▶ [Supplied material]
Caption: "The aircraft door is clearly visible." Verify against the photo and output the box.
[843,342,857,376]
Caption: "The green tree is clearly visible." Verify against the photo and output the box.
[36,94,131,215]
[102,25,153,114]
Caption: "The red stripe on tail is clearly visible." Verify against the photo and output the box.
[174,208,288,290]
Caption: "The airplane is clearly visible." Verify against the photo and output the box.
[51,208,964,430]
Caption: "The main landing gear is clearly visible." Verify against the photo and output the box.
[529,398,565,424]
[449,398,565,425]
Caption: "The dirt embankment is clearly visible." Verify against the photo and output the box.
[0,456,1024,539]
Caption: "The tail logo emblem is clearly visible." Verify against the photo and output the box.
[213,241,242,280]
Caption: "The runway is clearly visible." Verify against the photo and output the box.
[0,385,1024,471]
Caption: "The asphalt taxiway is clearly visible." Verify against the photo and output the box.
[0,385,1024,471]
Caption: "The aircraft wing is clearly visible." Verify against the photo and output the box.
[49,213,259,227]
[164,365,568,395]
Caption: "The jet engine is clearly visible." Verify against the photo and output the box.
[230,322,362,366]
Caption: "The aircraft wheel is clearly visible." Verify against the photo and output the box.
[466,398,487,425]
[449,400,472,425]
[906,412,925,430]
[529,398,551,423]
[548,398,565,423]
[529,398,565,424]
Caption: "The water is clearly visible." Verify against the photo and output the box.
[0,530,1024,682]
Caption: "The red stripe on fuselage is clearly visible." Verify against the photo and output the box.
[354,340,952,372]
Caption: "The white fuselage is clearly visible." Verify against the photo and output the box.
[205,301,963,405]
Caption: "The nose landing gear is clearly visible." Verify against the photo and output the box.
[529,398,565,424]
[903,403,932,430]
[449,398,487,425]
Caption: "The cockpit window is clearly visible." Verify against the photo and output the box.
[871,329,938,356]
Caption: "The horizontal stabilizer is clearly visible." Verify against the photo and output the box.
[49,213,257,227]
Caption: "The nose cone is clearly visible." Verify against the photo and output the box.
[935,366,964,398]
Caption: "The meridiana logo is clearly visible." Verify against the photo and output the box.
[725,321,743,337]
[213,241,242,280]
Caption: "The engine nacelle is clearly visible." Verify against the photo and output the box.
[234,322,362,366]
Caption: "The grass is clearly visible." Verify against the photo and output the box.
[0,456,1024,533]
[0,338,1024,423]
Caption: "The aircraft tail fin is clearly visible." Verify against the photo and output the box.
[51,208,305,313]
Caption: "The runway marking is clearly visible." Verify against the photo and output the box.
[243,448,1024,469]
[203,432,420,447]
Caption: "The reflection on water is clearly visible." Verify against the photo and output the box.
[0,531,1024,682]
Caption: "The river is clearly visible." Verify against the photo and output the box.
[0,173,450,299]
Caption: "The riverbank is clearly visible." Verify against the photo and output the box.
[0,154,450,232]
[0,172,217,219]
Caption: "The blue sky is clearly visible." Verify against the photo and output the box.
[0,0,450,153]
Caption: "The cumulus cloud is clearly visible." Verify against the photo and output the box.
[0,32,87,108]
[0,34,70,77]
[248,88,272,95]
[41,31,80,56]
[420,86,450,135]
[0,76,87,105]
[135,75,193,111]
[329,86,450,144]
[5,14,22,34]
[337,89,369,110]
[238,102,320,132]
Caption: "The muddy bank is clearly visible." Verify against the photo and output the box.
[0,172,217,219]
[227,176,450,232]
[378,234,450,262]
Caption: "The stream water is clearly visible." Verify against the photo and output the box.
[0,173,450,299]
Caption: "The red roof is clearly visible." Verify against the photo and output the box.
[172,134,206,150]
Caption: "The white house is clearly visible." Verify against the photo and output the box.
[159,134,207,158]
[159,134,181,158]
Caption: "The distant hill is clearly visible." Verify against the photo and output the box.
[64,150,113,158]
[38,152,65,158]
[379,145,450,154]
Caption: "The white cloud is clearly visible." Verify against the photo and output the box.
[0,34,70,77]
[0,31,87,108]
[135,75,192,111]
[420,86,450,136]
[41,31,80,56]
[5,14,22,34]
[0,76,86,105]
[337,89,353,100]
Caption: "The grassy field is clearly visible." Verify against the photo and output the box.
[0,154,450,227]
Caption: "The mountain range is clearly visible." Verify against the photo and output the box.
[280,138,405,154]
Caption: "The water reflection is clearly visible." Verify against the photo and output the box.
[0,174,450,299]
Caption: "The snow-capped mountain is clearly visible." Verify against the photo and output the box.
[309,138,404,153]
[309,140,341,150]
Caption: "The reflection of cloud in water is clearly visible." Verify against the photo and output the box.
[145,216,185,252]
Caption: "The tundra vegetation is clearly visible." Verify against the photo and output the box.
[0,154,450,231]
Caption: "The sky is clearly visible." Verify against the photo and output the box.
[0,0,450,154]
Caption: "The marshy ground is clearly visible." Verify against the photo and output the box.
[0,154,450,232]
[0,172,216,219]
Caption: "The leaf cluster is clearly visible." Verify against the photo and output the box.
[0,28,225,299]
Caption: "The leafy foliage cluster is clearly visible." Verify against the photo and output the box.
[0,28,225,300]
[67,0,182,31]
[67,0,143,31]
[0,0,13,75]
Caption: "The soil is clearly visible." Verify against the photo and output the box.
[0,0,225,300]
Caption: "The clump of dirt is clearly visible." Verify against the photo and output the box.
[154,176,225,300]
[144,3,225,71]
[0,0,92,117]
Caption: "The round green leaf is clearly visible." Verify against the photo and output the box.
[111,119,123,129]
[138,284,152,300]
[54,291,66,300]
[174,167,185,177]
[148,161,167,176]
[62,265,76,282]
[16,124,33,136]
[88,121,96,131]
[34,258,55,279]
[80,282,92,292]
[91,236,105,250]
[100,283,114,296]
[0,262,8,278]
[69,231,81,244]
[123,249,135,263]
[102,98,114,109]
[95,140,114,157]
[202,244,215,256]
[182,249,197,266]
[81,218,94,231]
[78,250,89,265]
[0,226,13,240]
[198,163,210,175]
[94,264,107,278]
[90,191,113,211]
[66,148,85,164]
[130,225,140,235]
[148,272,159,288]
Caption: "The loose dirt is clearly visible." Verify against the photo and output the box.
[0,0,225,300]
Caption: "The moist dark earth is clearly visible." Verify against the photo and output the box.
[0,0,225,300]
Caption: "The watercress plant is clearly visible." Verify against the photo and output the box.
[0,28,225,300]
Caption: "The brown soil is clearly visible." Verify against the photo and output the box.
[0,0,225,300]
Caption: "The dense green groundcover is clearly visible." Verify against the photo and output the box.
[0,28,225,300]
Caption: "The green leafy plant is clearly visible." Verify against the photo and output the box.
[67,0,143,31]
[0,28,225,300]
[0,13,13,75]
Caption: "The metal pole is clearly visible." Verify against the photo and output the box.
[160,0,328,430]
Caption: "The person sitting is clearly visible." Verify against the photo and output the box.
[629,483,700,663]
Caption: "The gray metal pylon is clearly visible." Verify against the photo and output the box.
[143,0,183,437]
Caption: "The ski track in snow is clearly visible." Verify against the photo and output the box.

▶ [Directive] Pick out every line above that contains the word "aircraft", and copy each one in full. Case counts.

▶ [Task response]
Caption: "The aircraft door is clearly visible." Verify against the photo and output the box.
Caption: "The aircraft wing is clearly visible." Verify against the photo and output the box.
Caption: "The aircraft wheel is clearly visible." Verify against the photo and output the box.
Caption: "The aircraft tail fin is clearly visible." Verify against the photo and output the box.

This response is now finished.